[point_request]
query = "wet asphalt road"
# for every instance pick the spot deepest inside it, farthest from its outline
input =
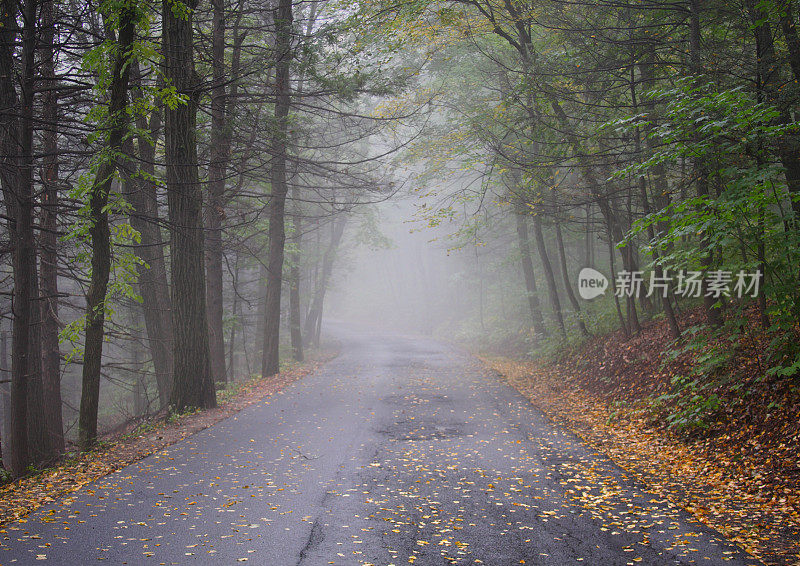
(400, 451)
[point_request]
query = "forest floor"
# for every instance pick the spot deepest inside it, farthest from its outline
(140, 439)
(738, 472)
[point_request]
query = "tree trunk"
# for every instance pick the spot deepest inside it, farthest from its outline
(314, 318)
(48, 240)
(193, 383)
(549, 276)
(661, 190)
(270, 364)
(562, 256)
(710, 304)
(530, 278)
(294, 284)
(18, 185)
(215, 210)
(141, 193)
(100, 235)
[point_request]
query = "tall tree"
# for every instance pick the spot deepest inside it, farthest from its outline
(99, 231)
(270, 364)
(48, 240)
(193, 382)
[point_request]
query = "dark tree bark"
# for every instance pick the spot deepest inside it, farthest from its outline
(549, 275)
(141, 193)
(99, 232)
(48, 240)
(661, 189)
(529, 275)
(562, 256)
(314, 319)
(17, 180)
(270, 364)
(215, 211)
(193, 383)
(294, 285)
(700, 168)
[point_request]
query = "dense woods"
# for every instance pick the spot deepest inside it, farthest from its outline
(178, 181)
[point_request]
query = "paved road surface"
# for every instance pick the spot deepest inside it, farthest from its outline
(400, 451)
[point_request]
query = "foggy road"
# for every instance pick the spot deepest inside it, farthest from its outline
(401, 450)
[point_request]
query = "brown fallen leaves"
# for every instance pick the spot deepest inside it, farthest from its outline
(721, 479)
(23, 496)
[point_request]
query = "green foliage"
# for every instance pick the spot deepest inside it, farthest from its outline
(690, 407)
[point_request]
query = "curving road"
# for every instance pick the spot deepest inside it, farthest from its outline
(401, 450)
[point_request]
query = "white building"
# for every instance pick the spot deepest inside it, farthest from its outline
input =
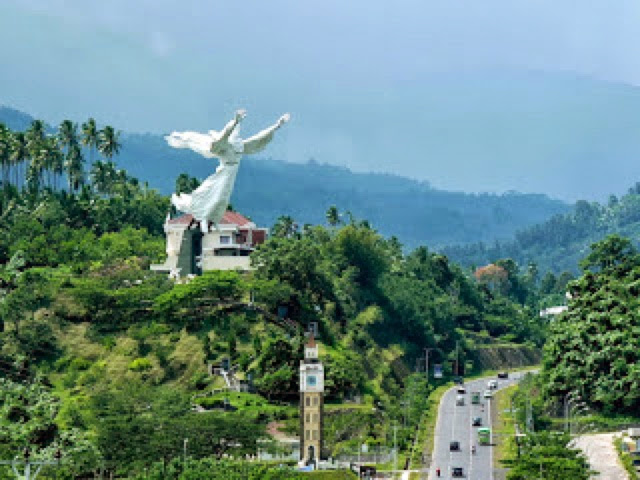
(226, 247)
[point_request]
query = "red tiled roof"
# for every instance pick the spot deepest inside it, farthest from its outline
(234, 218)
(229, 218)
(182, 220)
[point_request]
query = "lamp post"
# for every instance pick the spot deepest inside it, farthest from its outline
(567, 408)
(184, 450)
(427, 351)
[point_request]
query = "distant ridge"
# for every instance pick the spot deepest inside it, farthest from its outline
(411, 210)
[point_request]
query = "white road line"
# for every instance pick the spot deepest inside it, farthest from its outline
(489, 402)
◇ ◇ ◇
§ **PROBLEM REQUIREMENTS**: How many lines in the records above contain the word "tree"? Reply with the number alone.

§ **ANSWER FOR THIS EXERCISE**: 3